Consortium vs. Captive: What’s the best path for your clients

Consortium vs. Captive: What’s the best path for your clients

Wondering whether a captive or consortium insurance model is a better fit for your clients? We're going to break that down and help you decide which one suits their needs best.

Wondering whether a captive or consortium insurance model is a better fit for your clients? We’re going to break that down and help you decide which one suits their needs best.

As a health insurance broker, staying ahead of rising healthcare costs is critical. With premiums for workplace health plans expected to increase over 8% in 2024, finding the best solutions for your clients is more urgent than ever. 

This resource will help you understand the differences between consortium and captive models, guiding you to make informed decisions that benefit your clients. 

Understanding Captives

A captive is an insurance company created and owned by one or more non-insurance companies to insure the risks of its owner(s).

Captives allow employers to share risks and potentially benefit from underwriting profits. Here’s what you need to know:

Risk Sharing: Captives allow employers to share risk, which leads to more stable premiums over time.

> Stated task A:
In the consortium-versus-captive article, by how much are workplace health plan premiums expected to rise in 2024?
> Stated task B:
List every benefit of captives that the consortium-versus-captive article mentions.

> Dataset content:
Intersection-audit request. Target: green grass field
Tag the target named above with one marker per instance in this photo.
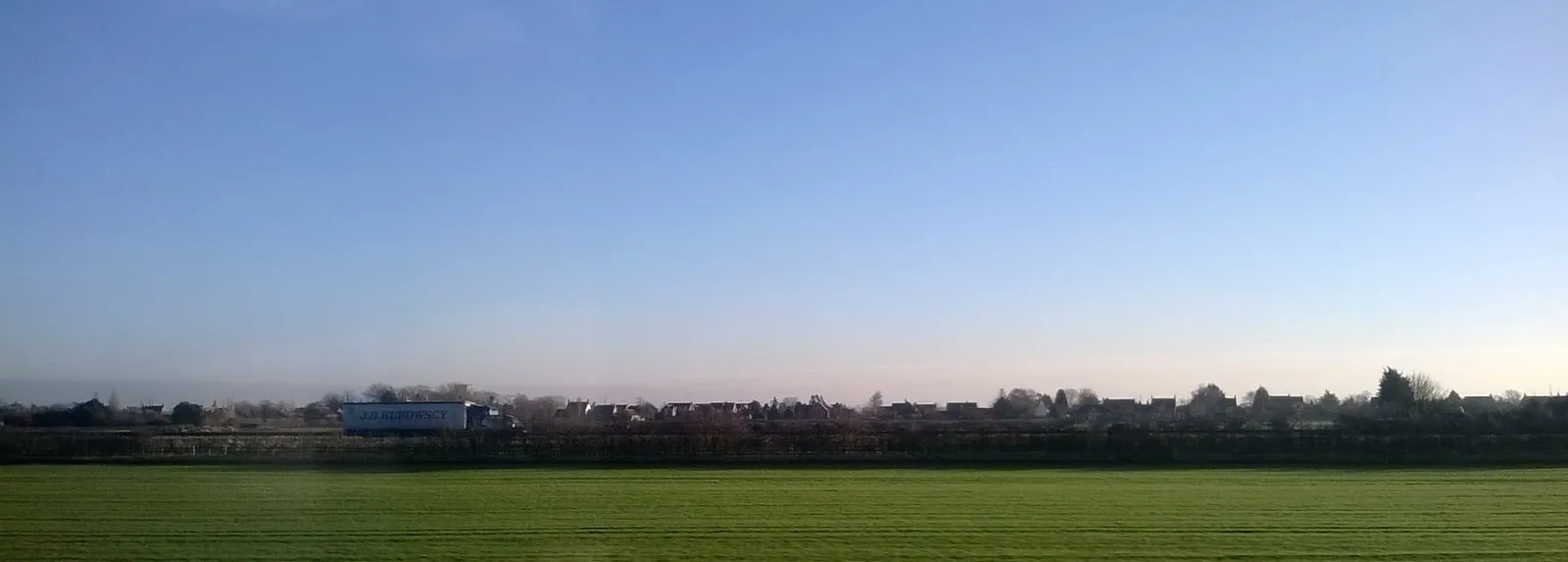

> Written answer A:
Over 8%.

> Written answer B:
- Employers can share risk.
- Employers may gain from underwriting profits.
- Premiums stay more stable over time.